Task instructions = Please continue the news story about the Burbank school board's charter vote from the point where it stops.

Page text =
+ + + +

The Burbank Unified school board voted last week to not renew a petition submitted by the charter school Options for Youth to continue operating in Burbank, following a recommendation made by Burbank Supt. Matt Hill, and a 57-page staff report presenting data showing “persistently low” graduation rates at the school and overall declining scores on the state’s standardized exam.
The board’s unanimous vote came after board members heard dozens of parents and students share emotional stories about how Options for Youth, which has been in Burbank for 20 years, was their last resort and how it impacted their lives for the better.
Students who struggle to find success at traditional high schools can transfer to Options for Youth in order to hopefully improve their academic performance and grades.
“Because of this school, I go to Glendale Community College with a 3.0 [grade-point average] and a desire one day to have a bachelor’s [degree], majoring in child development,” said Laura Russell, a former Options for Youth student. “Because of this school, I graduated high school, and I love learning.”
Burbank school officials pointed to faults in the school’s academic and financial areas as reasons to deny its renewal.
In a data comparison, Burbank school officials compared Burbank Unified’s 93% graduation rate for the 2014-15 school year with Options for Youth’s 24% graduation rate for the same academic year.
“The question was asked of me, ‘Can I look myself in the mirror with this decision?’ And I’ll be honest, it wasn’t easy,” Hill said. “I stay up at night thinking about the students … that don’t make it, and I can’t, in good conscience, allow the charter to continue with that. In good conscience, even though I know it’s a difficult decision, I cannot recommend approval of this charter.”

+ + + +

Extracted information =
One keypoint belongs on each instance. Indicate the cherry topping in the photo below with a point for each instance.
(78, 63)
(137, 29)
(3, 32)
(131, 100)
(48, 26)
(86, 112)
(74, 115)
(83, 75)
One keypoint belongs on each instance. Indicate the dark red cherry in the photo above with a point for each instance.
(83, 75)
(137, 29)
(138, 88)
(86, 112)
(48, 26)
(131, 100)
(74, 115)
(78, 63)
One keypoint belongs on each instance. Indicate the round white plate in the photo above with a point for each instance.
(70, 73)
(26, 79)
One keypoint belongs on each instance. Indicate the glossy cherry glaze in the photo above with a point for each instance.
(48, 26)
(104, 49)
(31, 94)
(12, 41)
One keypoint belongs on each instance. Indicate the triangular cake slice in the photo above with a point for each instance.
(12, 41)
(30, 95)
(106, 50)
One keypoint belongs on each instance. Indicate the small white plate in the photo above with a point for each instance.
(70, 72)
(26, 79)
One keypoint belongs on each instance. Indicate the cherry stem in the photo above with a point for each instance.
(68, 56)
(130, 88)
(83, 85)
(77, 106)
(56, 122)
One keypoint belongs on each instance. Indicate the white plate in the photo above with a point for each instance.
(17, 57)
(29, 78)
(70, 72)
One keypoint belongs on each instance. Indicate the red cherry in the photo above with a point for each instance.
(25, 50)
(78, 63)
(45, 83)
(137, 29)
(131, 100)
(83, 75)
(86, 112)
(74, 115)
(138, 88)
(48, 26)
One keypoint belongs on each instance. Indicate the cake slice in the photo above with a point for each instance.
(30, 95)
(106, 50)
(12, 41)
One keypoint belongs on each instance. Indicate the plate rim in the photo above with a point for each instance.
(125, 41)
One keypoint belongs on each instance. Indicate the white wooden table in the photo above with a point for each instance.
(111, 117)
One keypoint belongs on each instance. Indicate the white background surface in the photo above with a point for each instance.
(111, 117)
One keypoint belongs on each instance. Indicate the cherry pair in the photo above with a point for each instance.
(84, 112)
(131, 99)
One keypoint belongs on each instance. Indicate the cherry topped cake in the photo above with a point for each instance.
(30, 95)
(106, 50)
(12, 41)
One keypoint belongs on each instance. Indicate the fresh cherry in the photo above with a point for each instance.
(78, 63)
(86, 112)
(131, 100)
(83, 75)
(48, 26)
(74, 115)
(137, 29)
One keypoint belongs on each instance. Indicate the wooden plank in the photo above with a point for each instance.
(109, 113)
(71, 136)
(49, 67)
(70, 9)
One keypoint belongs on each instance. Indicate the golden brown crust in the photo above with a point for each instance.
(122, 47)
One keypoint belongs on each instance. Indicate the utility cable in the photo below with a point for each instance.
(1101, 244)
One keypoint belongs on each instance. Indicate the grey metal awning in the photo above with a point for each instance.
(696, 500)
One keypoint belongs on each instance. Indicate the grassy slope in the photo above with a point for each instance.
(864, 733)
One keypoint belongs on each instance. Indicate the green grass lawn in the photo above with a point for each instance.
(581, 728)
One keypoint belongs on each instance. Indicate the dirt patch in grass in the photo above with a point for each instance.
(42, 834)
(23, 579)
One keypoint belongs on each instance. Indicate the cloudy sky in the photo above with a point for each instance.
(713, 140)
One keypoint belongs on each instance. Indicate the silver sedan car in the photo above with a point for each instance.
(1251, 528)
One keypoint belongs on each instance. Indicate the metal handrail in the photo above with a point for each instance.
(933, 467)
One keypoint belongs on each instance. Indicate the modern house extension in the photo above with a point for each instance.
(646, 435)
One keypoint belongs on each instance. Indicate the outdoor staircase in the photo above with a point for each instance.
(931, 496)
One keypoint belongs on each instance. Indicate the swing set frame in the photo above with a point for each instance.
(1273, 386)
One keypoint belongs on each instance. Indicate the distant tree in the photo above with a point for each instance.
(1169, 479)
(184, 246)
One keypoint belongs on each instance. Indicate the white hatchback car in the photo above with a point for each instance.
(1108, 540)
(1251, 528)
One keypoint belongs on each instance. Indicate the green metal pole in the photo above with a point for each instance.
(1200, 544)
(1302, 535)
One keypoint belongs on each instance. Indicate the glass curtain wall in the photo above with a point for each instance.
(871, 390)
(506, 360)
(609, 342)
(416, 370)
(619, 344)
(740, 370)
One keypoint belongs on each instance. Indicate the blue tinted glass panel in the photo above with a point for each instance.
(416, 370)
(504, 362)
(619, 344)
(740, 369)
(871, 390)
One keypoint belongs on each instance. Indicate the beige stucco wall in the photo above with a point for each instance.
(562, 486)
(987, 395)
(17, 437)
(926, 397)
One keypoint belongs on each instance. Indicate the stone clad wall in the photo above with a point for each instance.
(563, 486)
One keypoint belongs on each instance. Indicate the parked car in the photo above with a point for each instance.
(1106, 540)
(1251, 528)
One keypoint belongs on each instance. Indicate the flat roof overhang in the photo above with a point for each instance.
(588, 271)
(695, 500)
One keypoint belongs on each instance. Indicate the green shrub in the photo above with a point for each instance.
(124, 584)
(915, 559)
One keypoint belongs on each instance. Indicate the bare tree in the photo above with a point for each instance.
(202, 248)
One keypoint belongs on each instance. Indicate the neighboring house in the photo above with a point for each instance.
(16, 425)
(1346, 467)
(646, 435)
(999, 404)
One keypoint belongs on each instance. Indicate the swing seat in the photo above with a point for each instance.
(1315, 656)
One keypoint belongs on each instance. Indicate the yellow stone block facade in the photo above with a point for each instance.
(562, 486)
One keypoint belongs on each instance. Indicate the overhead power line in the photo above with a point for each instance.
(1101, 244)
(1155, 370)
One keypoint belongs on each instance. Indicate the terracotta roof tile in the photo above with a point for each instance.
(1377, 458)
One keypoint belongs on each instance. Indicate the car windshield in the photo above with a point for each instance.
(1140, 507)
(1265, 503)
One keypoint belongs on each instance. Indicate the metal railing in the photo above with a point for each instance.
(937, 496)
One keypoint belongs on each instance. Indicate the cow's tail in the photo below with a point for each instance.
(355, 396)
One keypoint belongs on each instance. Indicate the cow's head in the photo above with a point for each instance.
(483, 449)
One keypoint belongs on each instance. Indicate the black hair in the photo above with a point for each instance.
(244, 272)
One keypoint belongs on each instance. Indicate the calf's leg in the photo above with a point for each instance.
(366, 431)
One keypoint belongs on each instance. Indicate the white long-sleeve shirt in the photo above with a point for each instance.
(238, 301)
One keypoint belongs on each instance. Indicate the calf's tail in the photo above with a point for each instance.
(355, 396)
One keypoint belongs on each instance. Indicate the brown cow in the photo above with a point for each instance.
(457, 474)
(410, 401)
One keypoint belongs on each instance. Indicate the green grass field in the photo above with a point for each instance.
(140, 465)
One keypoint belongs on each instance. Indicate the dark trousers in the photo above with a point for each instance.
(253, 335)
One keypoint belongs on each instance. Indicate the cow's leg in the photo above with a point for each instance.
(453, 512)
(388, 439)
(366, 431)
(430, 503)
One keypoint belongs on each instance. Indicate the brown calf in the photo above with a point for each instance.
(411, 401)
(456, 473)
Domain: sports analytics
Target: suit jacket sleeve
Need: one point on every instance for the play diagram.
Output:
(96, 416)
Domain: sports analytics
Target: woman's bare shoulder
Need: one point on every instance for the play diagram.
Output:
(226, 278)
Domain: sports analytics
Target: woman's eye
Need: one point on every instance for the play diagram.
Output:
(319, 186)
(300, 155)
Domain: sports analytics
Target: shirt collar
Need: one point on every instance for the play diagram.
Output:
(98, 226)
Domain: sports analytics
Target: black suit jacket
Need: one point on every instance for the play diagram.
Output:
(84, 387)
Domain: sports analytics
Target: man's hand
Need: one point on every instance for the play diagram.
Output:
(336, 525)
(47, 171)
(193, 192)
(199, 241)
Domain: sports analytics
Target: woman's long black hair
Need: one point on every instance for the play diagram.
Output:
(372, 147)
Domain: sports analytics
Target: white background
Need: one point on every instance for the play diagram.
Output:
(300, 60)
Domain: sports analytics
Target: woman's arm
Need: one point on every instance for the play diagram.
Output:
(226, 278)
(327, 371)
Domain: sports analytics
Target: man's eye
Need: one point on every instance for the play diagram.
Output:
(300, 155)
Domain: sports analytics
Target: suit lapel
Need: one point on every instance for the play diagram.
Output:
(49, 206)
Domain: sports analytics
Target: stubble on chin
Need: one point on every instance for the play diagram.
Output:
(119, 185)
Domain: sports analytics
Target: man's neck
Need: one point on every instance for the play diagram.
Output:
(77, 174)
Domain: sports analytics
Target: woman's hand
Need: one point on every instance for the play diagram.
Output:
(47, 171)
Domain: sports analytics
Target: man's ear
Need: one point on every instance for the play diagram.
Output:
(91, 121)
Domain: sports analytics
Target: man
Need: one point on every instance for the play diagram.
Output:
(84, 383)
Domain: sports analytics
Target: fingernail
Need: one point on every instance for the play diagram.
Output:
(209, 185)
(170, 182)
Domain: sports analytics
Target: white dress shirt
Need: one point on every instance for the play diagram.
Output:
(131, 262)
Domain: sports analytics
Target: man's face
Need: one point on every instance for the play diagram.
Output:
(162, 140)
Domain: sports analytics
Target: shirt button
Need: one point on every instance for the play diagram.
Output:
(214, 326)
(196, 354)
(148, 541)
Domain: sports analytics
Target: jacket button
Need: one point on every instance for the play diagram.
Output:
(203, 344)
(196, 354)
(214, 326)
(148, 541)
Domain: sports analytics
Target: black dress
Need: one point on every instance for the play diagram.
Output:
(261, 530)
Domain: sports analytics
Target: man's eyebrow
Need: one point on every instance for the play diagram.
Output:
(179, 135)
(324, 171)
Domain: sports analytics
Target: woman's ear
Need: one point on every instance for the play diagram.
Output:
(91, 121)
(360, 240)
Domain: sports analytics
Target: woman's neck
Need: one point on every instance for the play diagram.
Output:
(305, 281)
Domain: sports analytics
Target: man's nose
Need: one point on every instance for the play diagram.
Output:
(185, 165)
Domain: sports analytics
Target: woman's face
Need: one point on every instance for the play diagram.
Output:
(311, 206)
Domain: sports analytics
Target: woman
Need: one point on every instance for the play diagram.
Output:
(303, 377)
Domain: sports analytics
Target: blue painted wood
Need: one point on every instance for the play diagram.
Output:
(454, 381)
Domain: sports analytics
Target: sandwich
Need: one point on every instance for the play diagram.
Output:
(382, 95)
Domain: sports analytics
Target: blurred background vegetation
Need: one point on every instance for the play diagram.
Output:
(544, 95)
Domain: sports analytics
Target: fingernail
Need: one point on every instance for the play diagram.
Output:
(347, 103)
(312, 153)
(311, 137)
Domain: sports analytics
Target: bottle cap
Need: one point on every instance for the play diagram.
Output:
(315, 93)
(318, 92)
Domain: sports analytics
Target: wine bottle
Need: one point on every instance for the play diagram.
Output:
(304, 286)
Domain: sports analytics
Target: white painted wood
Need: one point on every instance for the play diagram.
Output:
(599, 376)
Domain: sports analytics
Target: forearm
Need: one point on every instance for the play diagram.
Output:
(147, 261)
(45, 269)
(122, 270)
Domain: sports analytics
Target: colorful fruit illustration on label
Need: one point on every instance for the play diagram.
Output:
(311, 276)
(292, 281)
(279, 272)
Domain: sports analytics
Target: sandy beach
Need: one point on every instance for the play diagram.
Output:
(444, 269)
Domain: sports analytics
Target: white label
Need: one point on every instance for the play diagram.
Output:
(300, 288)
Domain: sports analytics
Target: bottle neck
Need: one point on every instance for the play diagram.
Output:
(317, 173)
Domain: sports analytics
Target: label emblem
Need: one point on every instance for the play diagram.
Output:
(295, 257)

+ + + +

Written reply =
Examining subgroups, Burbank Unified officials said the graduation rate among Latino students at Options for Youth has fallen from 22% in 2012 to 19% last year.
Graduation rates also declined among English learners at the charter school, according to the report. In 2016, about 9% of English learners graduated, a drop from 14% in 2012 — the most recent year the charter was renewed.
Options for Youth spokeswoman Kimberly Brown said the school’s students can return to their previous school to graduate once they get back on track at the charter. When they do, however, they’re often classified as “dropouts,” she said.
“The metric that deems [Options for Youth] to have ‘persistently low’ graduation rates [is] misleading and ultimately inaccurate,” Brown said.
Options for Youth operates two locations in Burbank, serving about 580 students.
The charter is now “exploring all options, including a county appeal, which will determine if and when the two school sites will close,” Brown said. “Our focus has always been the students, and we will work with those enrolled at the Burbank school sites to help them with transition plans, if that becomes necessary.”
Many parents and students told Burbank school officials that Options for Youth put students back on track to earning a high school degree after struggling with medical diagnoses, experiencing bullying that led them to leave public school or nearly losing all hope.
“I don’t think I’d have a high school graduate right now, if it weren’t for this program.” said parent Christine Lopez of her daughter, who attended the charter.
Burbank school officials, however, determined the charter operates an “unsound” educational program.
While 3% of Options for Youth juniors met or exceeded the math standard on the state’s standardized exam in 2016, 38% of Burbank Unified juniors met or exceeded that standard, according to Burbank Unified, which drew several academic comparisons using state data.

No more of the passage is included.